* Text
···

Pro-life officials take little comfort in published reports that Canada’s abortion rate is levelling off.

Statistics Canada figures released in early November indicate the rate of increase to be 0.4 per cent, the smallest rise since 1988, when the Supreme Court struck down the former abortion law.

The data also shows that nearly 107,000 abortions were committed in the country in 1995, the latest year for which data is available.

Other trends revealed in the Statistics Canada report are that older women are turning to abortion, and the number of repeat abortions has risen by more than 20 per cent since 1975.

The overall abortion in Canada stands at 28.2 abortions for every 100 live births.

“Every year we set a new record in both the number and rate of abortions in this country,” said Jim Hughes, national president of Campaign Life Coalition. The rate of 28.2 abortions per 100 live births amounts to one in five Canadian children killed in their mothers’ wombs. It’s appalling.”

Hughes also said the figures suggest a new callousness about the sanctity of life issue in the country. He suggested a harsh economic picture may be leading many single mothers to look to abortion.

···

* Raw data
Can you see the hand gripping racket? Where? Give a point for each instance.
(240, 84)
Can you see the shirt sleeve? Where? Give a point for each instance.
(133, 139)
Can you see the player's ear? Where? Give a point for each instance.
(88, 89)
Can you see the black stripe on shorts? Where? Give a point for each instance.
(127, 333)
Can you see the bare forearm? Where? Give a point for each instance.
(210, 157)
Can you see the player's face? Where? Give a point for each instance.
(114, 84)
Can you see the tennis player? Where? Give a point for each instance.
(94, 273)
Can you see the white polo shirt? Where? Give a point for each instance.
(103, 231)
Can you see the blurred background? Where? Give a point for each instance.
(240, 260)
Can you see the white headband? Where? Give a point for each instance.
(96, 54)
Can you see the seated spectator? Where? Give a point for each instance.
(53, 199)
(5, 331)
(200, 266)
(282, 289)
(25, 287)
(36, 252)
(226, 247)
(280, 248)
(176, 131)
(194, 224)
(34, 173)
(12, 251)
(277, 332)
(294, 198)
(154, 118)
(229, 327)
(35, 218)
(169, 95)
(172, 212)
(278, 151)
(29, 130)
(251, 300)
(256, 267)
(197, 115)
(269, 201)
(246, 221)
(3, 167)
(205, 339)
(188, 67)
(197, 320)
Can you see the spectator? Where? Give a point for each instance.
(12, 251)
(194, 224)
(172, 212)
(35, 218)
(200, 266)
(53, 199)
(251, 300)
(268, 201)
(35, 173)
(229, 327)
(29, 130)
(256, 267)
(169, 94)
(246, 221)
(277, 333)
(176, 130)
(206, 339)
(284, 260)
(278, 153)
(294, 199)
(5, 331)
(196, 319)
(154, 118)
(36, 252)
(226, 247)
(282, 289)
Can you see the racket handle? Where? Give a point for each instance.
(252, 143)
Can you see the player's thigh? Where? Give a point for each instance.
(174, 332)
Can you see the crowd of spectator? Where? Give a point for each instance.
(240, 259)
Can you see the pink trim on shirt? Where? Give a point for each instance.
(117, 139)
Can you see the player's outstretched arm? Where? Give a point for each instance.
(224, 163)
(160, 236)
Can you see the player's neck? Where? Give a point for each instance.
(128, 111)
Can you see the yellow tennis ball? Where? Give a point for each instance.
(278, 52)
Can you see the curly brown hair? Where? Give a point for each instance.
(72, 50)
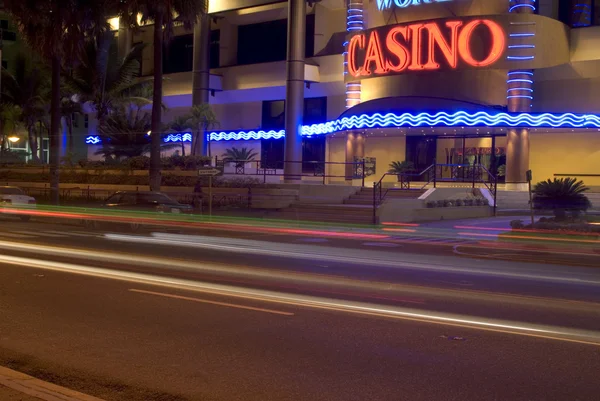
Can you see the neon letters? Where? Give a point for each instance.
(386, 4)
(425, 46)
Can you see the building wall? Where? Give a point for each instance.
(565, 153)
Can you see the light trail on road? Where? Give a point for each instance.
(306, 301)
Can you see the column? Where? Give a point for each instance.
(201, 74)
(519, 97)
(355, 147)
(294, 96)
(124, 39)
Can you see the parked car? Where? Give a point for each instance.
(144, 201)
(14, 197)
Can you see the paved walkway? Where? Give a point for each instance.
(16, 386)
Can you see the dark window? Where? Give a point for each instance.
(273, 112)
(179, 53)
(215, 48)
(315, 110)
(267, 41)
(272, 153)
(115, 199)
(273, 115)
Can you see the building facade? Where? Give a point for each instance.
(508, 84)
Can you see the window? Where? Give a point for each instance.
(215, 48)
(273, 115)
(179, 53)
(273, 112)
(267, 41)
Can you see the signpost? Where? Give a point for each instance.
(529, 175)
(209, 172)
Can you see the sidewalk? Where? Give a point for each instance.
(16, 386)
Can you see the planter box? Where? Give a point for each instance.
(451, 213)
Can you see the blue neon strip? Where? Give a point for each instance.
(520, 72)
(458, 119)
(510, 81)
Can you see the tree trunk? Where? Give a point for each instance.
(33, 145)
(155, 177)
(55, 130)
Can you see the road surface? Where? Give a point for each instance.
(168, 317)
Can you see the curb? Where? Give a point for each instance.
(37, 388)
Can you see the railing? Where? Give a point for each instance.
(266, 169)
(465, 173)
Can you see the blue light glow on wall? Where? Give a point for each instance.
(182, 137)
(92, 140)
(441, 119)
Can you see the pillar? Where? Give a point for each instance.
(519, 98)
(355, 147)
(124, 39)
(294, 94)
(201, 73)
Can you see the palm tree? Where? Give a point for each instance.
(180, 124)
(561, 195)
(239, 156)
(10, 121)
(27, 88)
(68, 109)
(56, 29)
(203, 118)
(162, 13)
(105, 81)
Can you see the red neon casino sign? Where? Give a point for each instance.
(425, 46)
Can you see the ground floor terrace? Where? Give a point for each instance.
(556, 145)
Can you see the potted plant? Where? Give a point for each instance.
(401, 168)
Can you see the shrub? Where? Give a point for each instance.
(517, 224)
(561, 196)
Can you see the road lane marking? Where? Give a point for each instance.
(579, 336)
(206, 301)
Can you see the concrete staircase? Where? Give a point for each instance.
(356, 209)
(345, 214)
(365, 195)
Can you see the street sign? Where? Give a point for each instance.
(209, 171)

···

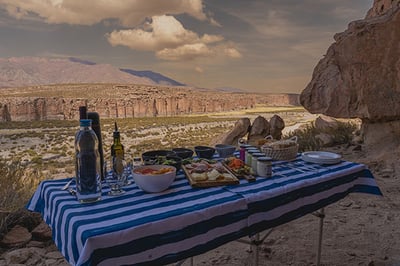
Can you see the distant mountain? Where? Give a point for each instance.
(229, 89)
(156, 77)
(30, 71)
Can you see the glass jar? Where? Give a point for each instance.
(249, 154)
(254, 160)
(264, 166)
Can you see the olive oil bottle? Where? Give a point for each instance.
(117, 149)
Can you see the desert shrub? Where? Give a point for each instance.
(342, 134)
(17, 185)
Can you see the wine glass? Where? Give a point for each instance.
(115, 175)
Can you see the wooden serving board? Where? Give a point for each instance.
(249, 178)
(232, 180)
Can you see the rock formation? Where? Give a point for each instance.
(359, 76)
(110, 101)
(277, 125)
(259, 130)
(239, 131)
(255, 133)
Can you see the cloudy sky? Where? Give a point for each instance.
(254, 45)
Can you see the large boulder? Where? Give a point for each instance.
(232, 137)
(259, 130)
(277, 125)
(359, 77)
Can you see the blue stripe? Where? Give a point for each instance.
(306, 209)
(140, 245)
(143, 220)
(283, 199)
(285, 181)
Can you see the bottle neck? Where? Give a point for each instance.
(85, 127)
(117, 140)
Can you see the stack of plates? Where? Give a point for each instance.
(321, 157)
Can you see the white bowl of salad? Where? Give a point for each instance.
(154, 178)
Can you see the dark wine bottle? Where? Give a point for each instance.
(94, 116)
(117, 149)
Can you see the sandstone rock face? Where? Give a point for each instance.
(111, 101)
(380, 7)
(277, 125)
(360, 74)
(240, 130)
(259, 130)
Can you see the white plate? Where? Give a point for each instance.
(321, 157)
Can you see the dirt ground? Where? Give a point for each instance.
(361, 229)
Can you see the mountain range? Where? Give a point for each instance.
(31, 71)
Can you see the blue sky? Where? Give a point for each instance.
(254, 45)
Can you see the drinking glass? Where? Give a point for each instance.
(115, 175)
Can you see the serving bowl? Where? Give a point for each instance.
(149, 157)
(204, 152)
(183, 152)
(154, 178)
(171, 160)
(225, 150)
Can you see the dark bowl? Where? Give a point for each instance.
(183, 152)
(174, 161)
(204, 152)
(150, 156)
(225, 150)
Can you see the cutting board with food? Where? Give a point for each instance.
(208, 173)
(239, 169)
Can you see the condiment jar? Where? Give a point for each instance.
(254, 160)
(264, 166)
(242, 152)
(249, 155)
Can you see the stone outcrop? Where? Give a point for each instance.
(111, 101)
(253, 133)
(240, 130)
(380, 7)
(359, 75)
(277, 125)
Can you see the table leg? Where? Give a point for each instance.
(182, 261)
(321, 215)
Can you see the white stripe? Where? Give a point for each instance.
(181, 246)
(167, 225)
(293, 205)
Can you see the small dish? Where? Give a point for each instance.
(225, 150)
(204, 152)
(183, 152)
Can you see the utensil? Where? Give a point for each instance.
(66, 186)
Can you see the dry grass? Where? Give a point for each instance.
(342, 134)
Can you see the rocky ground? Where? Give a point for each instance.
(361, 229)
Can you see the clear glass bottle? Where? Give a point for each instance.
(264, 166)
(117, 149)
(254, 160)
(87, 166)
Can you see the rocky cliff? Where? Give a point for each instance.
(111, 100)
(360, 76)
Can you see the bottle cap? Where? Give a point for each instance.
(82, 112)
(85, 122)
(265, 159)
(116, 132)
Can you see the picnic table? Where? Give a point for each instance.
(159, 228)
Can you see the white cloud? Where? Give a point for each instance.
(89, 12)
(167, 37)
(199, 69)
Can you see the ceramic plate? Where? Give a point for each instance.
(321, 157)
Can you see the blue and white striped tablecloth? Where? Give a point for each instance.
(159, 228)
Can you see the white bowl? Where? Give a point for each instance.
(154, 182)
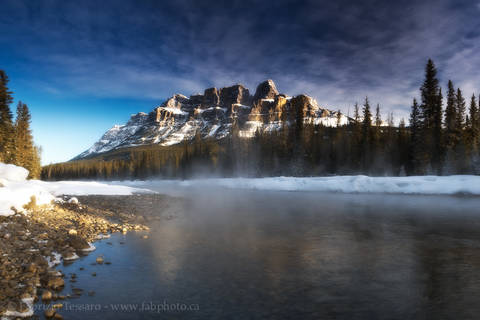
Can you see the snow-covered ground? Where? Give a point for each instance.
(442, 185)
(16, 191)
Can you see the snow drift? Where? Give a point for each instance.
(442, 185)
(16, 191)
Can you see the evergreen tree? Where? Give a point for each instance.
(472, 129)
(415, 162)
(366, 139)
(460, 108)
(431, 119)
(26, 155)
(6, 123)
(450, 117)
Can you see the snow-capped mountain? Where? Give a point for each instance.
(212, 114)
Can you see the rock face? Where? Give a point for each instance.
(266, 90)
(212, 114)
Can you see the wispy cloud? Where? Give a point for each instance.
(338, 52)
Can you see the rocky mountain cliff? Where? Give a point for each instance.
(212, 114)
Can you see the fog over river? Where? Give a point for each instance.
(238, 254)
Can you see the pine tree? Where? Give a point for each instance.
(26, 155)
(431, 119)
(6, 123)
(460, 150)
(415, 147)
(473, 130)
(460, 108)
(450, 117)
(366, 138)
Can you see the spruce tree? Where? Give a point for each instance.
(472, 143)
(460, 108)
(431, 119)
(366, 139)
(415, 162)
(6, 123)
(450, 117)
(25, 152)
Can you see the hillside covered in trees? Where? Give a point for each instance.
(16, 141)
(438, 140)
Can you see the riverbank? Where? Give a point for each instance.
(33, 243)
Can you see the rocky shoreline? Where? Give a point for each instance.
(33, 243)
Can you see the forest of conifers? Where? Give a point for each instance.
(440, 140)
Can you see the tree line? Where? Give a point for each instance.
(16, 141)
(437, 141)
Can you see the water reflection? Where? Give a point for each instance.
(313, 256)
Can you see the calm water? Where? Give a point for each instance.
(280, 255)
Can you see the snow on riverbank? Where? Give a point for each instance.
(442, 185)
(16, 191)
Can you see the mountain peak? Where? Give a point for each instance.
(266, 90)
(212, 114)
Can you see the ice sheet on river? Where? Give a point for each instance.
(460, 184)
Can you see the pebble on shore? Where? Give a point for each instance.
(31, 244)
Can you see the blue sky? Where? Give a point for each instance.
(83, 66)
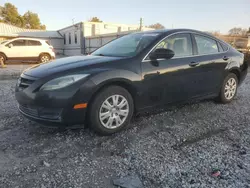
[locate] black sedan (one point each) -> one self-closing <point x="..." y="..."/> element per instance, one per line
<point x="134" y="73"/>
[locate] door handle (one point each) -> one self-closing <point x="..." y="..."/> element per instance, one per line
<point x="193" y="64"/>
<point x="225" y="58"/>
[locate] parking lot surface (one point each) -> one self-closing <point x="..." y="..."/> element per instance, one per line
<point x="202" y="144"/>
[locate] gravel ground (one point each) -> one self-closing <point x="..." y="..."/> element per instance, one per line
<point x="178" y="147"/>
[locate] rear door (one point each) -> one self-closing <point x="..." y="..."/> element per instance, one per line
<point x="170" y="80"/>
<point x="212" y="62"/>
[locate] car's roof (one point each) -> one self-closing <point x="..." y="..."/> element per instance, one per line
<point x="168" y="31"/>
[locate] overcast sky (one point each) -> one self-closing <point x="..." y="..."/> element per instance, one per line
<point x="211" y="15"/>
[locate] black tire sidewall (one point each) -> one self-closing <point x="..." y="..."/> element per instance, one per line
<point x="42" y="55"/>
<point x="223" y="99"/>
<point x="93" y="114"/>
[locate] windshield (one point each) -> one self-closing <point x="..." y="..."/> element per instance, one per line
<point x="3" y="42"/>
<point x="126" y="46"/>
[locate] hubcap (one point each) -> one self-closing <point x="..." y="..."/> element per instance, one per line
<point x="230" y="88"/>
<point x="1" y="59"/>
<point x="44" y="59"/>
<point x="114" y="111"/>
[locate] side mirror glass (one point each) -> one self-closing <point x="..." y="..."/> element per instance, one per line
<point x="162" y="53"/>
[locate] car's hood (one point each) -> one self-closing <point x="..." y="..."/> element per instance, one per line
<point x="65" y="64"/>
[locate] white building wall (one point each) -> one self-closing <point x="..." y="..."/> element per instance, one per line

···

In the article on Canada's abortion rate, what rate of increase do the Statistics Canada figures indicate? The material that comes after the article on Canada's abortion rate is separate from it.

The rate of increase is 0.4 percent, the smallest rise since 1988.